Exercise brief:
An exact copy of the entries below is required, with all pictures removed.

Dataset excerpts:
= = = = = = =
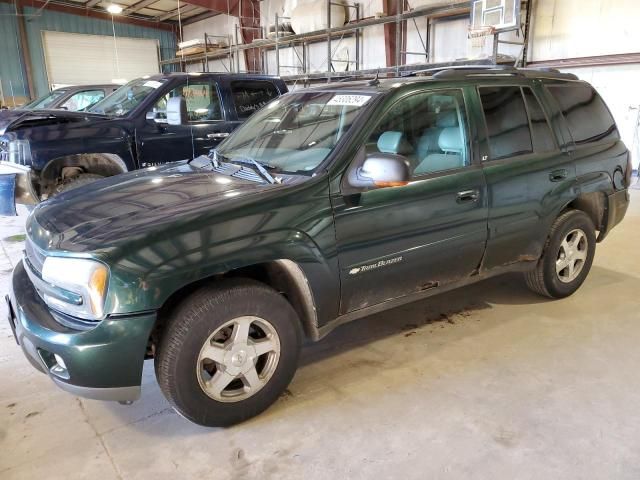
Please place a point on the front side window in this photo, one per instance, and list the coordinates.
(250, 96)
(429, 129)
(203, 103)
(588, 118)
(296, 132)
(127, 98)
(507, 122)
(82, 100)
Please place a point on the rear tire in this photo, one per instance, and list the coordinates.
(566, 258)
(228, 352)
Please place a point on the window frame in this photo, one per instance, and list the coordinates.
(546, 117)
(216, 87)
(83, 92)
(572, 143)
(467, 130)
(233, 98)
(486, 150)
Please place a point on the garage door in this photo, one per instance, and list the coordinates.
(78, 59)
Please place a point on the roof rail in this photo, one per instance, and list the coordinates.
(501, 70)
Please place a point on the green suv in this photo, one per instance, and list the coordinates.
(327, 205)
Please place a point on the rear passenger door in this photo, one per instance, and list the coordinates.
(430, 233)
(528, 173)
(207, 126)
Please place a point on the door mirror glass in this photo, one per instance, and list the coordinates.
(381, 170)
(177, 111)
(155, 116)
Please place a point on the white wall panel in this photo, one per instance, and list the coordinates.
(582, 28)
(77, 59)
(617, 85)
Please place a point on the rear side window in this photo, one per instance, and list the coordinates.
(507, 123)
(543, 139)
(251, 95)
(587, 116)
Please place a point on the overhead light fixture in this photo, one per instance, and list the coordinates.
(114, 9)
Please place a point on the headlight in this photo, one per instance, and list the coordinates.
(20, 152)
(87, 279)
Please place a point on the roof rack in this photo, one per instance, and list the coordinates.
(465, 71)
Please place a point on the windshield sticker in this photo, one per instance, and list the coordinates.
(349, 100)
(152, 84)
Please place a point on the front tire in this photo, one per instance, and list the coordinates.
(228, 352)
(566, 258)
(77, 181)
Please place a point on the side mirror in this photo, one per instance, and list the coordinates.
(381, 170)
(158, 117)
(177, 111)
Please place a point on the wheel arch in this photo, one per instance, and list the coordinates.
(283, 275)
(105, 164)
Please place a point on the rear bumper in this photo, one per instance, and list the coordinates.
(102, 362)
(15, 187)
(617, 205)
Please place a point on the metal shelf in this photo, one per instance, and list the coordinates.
(351, 28)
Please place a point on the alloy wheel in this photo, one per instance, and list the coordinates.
(572, 255)
(238, 359)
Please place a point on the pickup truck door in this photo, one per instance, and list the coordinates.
(158, 142)
(397, 241)
(528, 169)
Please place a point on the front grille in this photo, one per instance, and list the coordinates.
(4, 152)
(34, 255)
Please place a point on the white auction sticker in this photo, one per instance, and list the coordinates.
(349, 100)
(152, 84)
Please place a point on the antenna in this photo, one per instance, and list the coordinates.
(375, 81)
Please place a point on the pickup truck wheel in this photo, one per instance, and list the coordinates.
(77, 181)
(567, 256)
(228, 352)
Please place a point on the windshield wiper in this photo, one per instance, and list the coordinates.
(259, 167)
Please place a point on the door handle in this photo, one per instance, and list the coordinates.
(468, 196)
(558, 175)
(218, 135)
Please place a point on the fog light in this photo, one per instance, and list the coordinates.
(59, 361)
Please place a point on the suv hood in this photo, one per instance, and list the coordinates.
(17, 119)
(136, 206)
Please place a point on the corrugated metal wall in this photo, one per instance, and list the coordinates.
(64, 22)
(12, 73)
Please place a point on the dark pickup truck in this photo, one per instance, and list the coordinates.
(328, 205)
(44, 152)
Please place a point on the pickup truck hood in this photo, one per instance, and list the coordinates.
(16, 119)
(135, 207)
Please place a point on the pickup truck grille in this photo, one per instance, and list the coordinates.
(34, 255)
(242, 172)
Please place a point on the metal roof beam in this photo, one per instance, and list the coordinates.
(182, 10)
(138, 6)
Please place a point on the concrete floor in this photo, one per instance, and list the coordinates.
(490, 382)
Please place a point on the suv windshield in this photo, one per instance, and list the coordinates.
(296, 132)
(127, 97)
(44, 102)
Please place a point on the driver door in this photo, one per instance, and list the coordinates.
(159, 142)
(430, 233)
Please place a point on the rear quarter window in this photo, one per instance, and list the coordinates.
(587, 116)
(250, 96)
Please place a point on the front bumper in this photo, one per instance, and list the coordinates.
(102, 362)
(16, 186)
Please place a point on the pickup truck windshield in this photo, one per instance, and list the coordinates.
(44, 102)
(126, 98)
(296, 132)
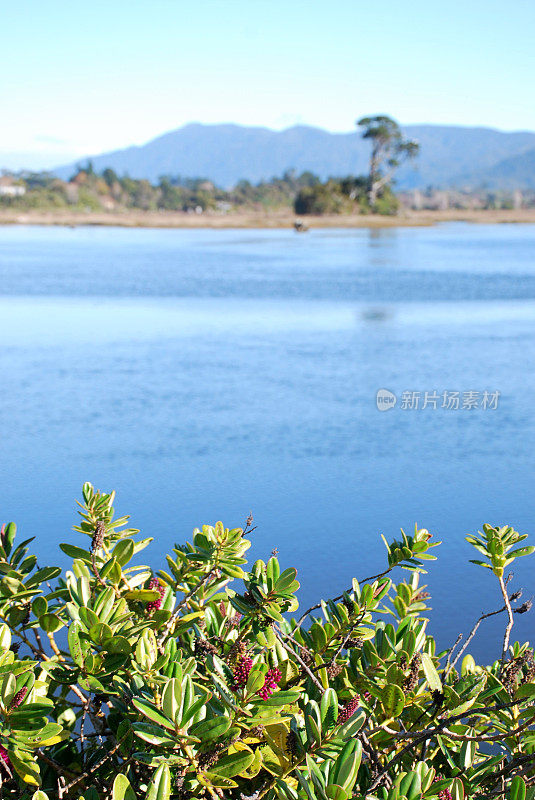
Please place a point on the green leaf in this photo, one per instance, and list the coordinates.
(286, 580)
(150, 711)
(209, 729)
(143, 595)
(430, 673)
(76, 552)
(329, 709)
(335, 792)
(123, 551)
(50, 623)
(153, 734)
(392, 700)
(256, 680)
(117, 644)
(517, 790)
(526, 690)
(233, 764)
(160, 787)
(172, 698)
(74, 643)
(122, 790)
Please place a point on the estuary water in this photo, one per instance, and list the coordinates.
(206, 374)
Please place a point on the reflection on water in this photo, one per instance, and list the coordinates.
(205, 373)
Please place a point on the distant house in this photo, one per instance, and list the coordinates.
(8, 187)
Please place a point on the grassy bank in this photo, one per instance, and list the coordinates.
(283, 219)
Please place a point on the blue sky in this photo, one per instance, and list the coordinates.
(84, 77)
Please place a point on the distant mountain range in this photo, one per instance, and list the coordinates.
(451, 156)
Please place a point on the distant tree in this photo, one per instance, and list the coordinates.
(389, 150)
(110, 176)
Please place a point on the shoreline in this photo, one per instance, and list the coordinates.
(273, 220)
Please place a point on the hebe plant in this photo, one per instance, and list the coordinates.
(197, 681)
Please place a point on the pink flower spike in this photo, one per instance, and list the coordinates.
(18, 698)
(241, 671)
(154, 605)
(347, 711)
(5, 761)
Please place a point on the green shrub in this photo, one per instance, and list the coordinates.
(116, 682)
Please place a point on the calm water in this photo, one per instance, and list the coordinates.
(204, 374)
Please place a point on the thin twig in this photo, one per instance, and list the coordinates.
(510, 622)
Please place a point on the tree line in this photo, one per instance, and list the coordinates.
(306, 193)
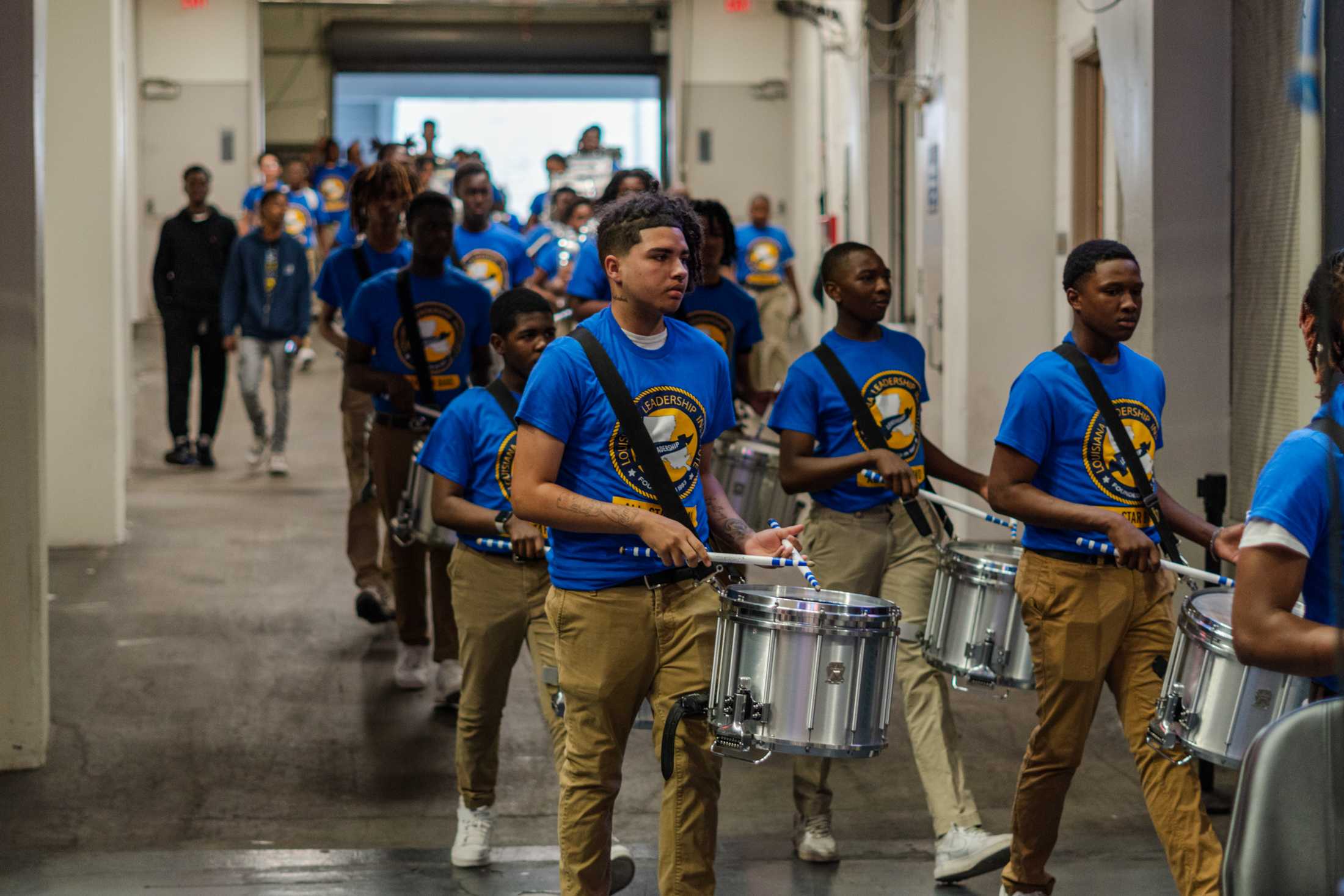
= = = = = = =
Written reply:
Please place a point on the front side window in this photo, one per instance, and list the coordinates.
(250, 96)
(429, 129)
(203, 103)
(588, 118)
(296, 132)
(127, 98)
(507, 122)
(82, 100)
Please place a point on the rear tire in this photo, one per instance, and list the coordinates.
(566, 258)
(228, 352)
Please place a point on the window frame in this photo, one per instance, and list the coordinates.
(546, 117)
(216, 87)
(83, 92)
(572, 143)
(467, 130)
(233, 98)
(486, 150)
Please place a point on the garage door in this photo, one per instance, and list the coordinates.
(78, 59)
Please place a point on the roof rail in this photo, one per instance, and list the coordinates.
(501, 70)
Please place a point on the green suv in this photo, one per instance, and list the coordinates.
(327, 205)
Please place a point on the rear passenger door in this photo, one per instance, and list the coordinates.
(430, 233)
(528, 173)
(207, 126)
Please place a point on the door mirror glass in this photo, one per instance, and list the coordinates.
(381, 170)
(177, 111)
(155, 116)
Please place a point on the white wall panel in this photo, one per instance, and list the coordinates.
(582, 28)
(77, 59)
(617, 85)
Please place a point on the rear side window in this photo, one per instance, and list the coordinates.
(507, 123)
(543, 139)
(251, 95)
(587, 116)
Please place a point on the overhead light fixture in this photo, one per instance, and list the coordinates.
(114, 9)
Please place a point on the headlight in this photo, one per instance, and list the coordinates.
(20, 152)
(87, 279)
Please place a point on the roof rack in this photo, one per instance, and list the coordinates.
(465, 71)
Please place a point on the windshield sticker in this photo, one per instance, and list the coordinates.
(349, 100)
(152, 84)
Please place a point on the front tire in this photo, one per instance, and list the coordinates.
(228, 352)
(566, 258)
(77, 181)
Please place a point on the side mirror in this photo, one per instance, and list the coordinates.
(381, 170)
(158, 117)
(177, 111)
Please place a point on the wheel arch in this photo, one per instance, and list the coordinates.
(283, 275)
(105, 164)
Please place a point on the rear bumper in this photo, one per instance, and list the coordinates.
(102, 362)
(15, 187)
(617, 205)
Please place a point on the metal shelf in this photo, one per instance, and list the coordinates.
(351, 28)
Please place a point on the alloy wheel in this photo, one per instance, and list the coordinates.
(572, 255)
(238, 359)
Please place a point on the pickup truck door in this photo, one per instance, and list the coordinates.
(158, 142)
(397, 241)
(528, 169)
Please place a point on the front grille in this photo, one per instance, and list the coordinates.
(4, 152)
(34, 255)
Please place a point on the white auction sticker in this photo, one per instance, and list the coordinates.
(349, 100)
(152, 84)
Please place a point on the antenna in this photo, one per instance, and list the coordinates.
(375, 81)
Please place a point on the pickup truck wheel in this photo, one per instance, and list the coordinates.
(77, 181)
(567, 256)
(228, 352)
Please place a point on the windshield wiper in this photo, one per instance, and list the coordinates.
(259, 167)
Please place a point on the door handle in this photo, one per instance, and list the coordinates.
(468, 196)
(558, 175)
(218, 135)
Please place a point on the fog light in this photo, one per instance, and list the coordinates.
(59, 361)
Please place a point on the suv hood in this photo, one per instance, and list the coordinates.
(17, 119)
(136, 206)
Please place a point on the corrugated metal wall in this photo, one per instance, and list the coordinates.
(64, 22)
(12, 73)
Please place a point on the dark pickup truck in this photo, one per instance, and list the coordinates.
(328, 205)
(44, 152)
Please place a point on the pickup truck hood in this photo, one per instance, and list the coordinates.
(16, 119)
(135, 207)
Please place a point on the pickup truck grille in this photo, one per instance, and list the coordinates.
(34, 255)
(242, 172)
Please place a point on the metal roof beam in this photo, one per instance, and list the coordinates.
(182, 10)
(138, 6)
Please place a point on the concrete floor in this photo, one per instance, and list the coordinates.
(490, 382)
Please place a point on the suv windshield in this photo, one per instance, and list the coordinates.
(296, 132)
(127, 97)
(44, 102)
Please place a point on the driver door in this photo, one per instance, and list the coordinates.
(159, 142)
(430, 233)
Please place a point on the rear quarter window in this photo, one per instance, and list the coordinates.
(587, 116)
(250, 96)
Please place a point on the front bumper in this photo, one per instance, and list the coordinates.
(102, 362)
(16, 186)
Please place a point on the pickup truck windshield in this photo, one per instance, and list the coordinates.
(44, 102)
(126, 98)
(296, 132)
Please place a point on the green leaf in this photo, one per instance, and list the coordinates.
(286, 580)
(150, 711)
(209, 729)
(143, 595)
(430, 673)
(76, 552)
(329, 709)
(335, 792)
(123, 551)
(50, 623)
(153, 734)
(392, 700)
(256, 680)
(117, 644)
(517, 790)
(526, 690)
(233, 764)
(160, 787)
(172, 698)
(74, 643)
(122, 790)
Please place a point on the estuary water in this photo, one per instance, and list the coordinates.
(206, 374)
Please place a point on the reflection on water in this photo, one per instance, and list the coordinates.
(205, 373)
Please place a point on the distant house in this photo, one per instance, and list the coordinates.
(8, 187)
Please place a point on the grassy bank in this photo, one per instance, and list the coordinates.
(283, 219)
Please place a point on the blue sky in this photo, one per instance, and list the coordinates.
(84, 77)
Please place a point on the distant mountain range in this photo, one per instance, and list the coordinates.
(451, 156)
Please place a point on the distant tree in this photo, one per instance, and list the coordinates.
(389, 150)
(110, 176)
Please place a point on the shoreline in this photo, one per instance, and list the coordinates.
(273, 220)
Please place a point on the hebe plant in this photo, one per instance, and list the coordinates.
(197, 681)
Please place a point on the pink flower spike in this photo, one per instance, and list the coordinates.
(18, 698)
(241, 671)
(154, 605)
(347, 711)
(5, 761)
Please place a point on the green shrub in this photo, one per instance, and list the coordinates.
(116, 682)
Please place a point on the calm water in this photo, one per instance, and list the coordinates.
(204, 374)
Please place a point on the thin twig in this photo, one per instance, and list the coordinates.
(510, 622)
Please place a point on the tree line in this photo, one per instance, and list the coordinates.
(306, 193)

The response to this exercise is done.